■ What the task asks ■
In the discussion of perfectionism below, why does the writer call the middle-school habit of throwing away a crinkled worksheet and starting over a problem? Explain in one to three sentences.

■ Extract ■
★ ★ ★ ★ ★
You mentioned how important details are to computer programming - this is an excellent example of a beneficial way of channeling perfectionism.
The dark side of perfectionism is when the perfectionist individual focuses on details that are non urgent or non important. An example from my middle school years - I couldn't stand seeing a crinkle in my paper when I was doing an assignment or worksheet. If my paper got crinkled - I would throw it away and start again because it wasn't .. well.. "perfect." The problem with my attitude at the time was that a small crinkle on a worksheet was completely unimportant. It was a worksheet - not a work of art!! Anyways, I have outgrown this and now I am lucky to find papers without sticky stuff on them from my two kids
I think that you should celebrate your perfectionist traits and focus on being detail orientated and 100% WHERE IT IS IMPORTANT. Do a perfect job on your tax return, but don't worry if you slice the cake lopsided. Be detail oriented when going over a list of inventory needed for a social event - but be able to relax and enjoy the party even if things don't go "perfectly."
Also, this is really important - remember that perfectionism is your thing. It's your priority. Let the rest of us mere mortals be imperfect without making us feel uncomfortable. Keep your insistence on perfection limited to those urgent/important things (where your detail oriented skills keep everything running smoothly and safely). The rest of the time - embrace the world as the imperfect place that it is and know that you are a precious, perfect piece in an otherwise imperfect mosaic.
It can be a bad thing because if you try and have things be perfect you never get your work done. I can't always remove spots off of counter tops or floors or from carpets because they don't always come off.
I remember being in pottery class when I was 16 and because I was trying to make my bird house so perfect, I never got it done and I ran out of time before I even moved beyond putting it together. Then fore I know it, my teacher had put it in the tub because I hadn't worked on it in a month. Why? because I was doing softball and I couldn't do pottery anymore due to softball. It was at the same time as after school activities. So because I was being such a perfectionist, I never got my project done. So yeah that's why it can be a bad thing. I've learned to not be so perfect or else some things might never get done.
The good to my perfectionism comes with bad attached. Take, for example, my postings here at WP. Anything over one paragraph takes me between 1/2 to one full hour to compose. The bad side is the time waste. The good side is that these posts are typically rather effective at either helping someone,
I even went over each of these sentences three times, tweaking and re-editing, making my total time spent on this bit of text over twenty minutes.
★ ★ ★ ★ ★
■ Given entries ■
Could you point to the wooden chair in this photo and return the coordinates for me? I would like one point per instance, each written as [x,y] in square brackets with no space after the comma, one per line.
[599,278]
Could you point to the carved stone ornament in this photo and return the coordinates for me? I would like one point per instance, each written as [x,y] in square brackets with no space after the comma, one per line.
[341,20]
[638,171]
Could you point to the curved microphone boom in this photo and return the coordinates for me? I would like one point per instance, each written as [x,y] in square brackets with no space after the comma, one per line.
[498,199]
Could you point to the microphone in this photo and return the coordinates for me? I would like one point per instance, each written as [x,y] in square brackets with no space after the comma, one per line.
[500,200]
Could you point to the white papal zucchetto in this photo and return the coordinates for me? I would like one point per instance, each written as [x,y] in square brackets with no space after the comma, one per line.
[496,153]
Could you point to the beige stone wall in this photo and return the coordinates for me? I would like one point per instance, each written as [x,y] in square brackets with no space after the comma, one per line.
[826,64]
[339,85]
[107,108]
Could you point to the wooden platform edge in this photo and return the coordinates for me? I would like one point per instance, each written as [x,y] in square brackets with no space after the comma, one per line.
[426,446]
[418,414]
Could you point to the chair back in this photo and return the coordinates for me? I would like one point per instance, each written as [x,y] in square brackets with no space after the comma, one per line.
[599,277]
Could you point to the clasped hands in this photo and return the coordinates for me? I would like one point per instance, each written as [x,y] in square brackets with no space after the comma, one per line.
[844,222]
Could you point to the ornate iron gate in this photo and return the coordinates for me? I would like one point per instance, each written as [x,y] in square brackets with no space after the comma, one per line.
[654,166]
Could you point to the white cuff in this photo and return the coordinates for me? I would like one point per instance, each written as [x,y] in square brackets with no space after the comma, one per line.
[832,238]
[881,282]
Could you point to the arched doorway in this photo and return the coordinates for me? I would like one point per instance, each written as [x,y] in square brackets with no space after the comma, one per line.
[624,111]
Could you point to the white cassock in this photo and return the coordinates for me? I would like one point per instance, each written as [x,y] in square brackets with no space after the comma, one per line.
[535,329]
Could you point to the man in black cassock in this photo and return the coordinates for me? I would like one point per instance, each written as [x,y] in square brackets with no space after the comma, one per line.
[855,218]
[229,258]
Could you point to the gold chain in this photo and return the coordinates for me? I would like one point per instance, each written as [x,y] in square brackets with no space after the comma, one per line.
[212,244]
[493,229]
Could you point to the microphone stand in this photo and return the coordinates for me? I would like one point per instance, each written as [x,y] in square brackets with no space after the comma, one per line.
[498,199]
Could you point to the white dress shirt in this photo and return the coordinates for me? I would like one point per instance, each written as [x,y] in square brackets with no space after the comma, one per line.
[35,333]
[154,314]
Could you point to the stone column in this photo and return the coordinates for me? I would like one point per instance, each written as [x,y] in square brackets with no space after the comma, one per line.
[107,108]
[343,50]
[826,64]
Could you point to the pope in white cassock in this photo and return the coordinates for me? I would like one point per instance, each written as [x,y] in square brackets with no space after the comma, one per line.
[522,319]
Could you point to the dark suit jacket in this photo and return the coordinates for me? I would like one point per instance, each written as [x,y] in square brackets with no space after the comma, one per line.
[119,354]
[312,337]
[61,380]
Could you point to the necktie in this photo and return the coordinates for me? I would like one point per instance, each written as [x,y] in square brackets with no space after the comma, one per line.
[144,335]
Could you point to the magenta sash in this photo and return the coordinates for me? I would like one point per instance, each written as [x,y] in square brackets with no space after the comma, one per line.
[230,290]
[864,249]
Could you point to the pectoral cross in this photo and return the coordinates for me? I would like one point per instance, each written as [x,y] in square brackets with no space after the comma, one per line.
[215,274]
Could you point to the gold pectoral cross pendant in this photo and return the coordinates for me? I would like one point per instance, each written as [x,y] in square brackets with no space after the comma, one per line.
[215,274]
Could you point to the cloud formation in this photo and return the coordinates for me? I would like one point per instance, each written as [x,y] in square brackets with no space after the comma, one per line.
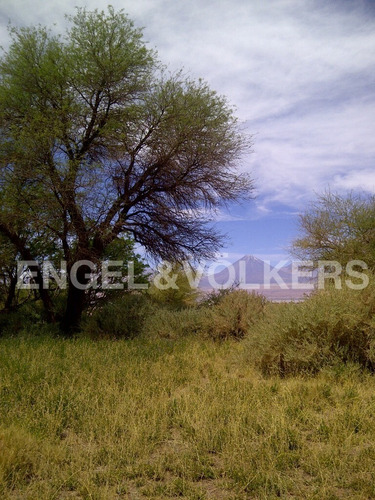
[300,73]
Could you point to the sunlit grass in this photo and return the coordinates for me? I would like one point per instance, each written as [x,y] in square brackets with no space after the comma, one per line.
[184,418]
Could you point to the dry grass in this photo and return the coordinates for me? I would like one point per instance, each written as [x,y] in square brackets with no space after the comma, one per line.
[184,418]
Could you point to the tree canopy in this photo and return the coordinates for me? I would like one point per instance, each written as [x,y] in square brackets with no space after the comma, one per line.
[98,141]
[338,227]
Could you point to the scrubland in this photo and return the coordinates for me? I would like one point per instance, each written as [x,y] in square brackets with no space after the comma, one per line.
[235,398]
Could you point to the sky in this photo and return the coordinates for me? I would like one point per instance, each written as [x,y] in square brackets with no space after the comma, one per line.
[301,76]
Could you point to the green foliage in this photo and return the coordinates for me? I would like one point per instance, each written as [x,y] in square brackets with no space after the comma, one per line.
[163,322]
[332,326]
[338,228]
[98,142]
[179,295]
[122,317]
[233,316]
★ ★ ★ ★ ★
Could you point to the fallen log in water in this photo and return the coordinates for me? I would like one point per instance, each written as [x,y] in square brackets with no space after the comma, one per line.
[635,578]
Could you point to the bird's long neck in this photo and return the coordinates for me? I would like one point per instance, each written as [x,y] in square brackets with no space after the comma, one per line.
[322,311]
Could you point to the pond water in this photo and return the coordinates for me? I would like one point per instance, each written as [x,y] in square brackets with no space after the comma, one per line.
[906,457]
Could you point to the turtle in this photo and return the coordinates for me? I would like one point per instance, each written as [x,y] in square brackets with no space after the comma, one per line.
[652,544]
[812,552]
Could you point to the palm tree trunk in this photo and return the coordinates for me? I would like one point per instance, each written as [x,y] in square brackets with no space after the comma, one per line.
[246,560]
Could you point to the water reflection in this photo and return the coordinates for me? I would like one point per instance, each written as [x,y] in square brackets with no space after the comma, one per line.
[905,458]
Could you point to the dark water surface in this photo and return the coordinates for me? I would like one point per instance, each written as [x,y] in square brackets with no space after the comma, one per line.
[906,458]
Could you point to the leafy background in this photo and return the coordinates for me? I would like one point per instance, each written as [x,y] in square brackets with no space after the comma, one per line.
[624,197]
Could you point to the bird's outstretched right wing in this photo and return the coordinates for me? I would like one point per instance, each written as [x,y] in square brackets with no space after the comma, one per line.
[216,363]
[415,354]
★ ★ ★ ★ ★
■ Exercise result ■
The habit was a problem because a small crinkle on a worksheet was completely unimportant. The paper was only a worksheet, not a work of art. The habit illustrates the "dark side" of perfectionism, which is focusing on details that are neither urgent nor important.